==== Data to examine

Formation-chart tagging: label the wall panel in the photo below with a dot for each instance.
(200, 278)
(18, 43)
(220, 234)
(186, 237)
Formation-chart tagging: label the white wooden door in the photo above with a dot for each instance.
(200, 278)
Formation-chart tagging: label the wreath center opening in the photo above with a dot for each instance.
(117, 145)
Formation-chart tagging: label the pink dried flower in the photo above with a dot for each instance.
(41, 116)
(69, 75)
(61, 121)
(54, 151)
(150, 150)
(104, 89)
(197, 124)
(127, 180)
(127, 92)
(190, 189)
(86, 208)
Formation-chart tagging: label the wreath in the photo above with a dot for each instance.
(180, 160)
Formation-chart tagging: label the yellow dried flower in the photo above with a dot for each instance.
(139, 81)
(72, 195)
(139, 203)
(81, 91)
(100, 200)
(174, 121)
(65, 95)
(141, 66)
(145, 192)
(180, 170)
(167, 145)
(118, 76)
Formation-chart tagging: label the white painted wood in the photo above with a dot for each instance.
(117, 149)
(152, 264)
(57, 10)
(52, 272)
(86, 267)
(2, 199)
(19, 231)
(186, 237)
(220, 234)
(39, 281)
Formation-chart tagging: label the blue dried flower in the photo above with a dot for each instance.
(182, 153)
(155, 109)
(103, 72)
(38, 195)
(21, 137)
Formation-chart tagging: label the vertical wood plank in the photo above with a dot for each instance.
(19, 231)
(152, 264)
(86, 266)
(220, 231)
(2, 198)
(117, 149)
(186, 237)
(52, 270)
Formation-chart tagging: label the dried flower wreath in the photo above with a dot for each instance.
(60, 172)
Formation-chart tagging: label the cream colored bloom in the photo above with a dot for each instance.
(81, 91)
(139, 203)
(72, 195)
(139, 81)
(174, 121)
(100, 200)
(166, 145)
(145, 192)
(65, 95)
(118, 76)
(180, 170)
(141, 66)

========

* **Instructions to follow**
Every record is to be written out verbatim.

* **Task output**
Formation-chart tagging: label the wall panel in the photo below with a dot for each instance.
(200, 278)
(18, 43)
(220, 234)
(186, 237)
Formation-chart tagging: label the white wooden door in the photo above with a dot for each instance.
(200, 278)
Formation-chart tagging: label the wreath center opening in the photo above with a dot for each instance.
(117, 145)
Formation-chart tagging: label the pink dried flower in the photo above with a dot for each instance.
(41, 116)
(69, 75)
(61, 121)
(54, 151)
(150, 150)
(104, 89)
(197, 124)
(127, 180)
(127, 92)
(190, 189)
(86, 208)
Formation-chart tagging: label the wreath in the photo above with a dot for each instance.
(180, 160)
Formation-chart tagging: label the yellow dried flower in the photo above with a dot for each instance.
(139, 81)
(72, 195)
(139, 203)
(81, 91)
(100, 200)
(174, 121)
(65, 95)
(141, 66)
(145, 192)
(180, 170)
(167, 145)
(118, 76)
Formation-chart tagging: label the white painted wood in the photo above with a dot for each instance.
(117, 149)
(152, 264)
(57, 10)
(52, 272)
(86, 267)
(2, 199)
(19, 231)
(186, 237)
(220, 234)
(39, 281)
Formation-chart tagging: label the blue dried flower in the photo above with a dot for each instance.
(182, 153)
(155, 109)
(103, 72)
(38, 195)
(21, 137)
Formation-chart tagging: label the vertical wood plank in the photo above with a dot for each instance.
(19, 231)
(152, 264)
(86, 266)
(220, 231)
(2, 198)
(117, 149)
(186, 237)
(52, 270)
Formation-chart tagging: label the dried flower wreath in the photo above with a dot for each instance.
(60, 172)
Formation-chart tagging: label the cream colored bloom in the photo above with a dot for each instance.
(81, 91)
(139, 203)
(72, 195)
(139, 81)
(174, 121)
(100, 200)
(166, 145)
(145, 192)
(65, 95)
(118, 76)
(180, 170)
(141, 66)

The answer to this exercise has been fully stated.